┌──

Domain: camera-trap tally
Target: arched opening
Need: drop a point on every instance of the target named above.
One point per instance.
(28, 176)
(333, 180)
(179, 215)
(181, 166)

└──

*EXERCISE DIRECTIONS*: Output the material again, line for line.

*PROBLEM SOLUTION*:
Domain: camera-trap tally
Target: arched opening
Need: drop a point on every instance of the target named above.
One point per instance.
(28, 176)
(333, 180)
(179, 215)
(181, 166)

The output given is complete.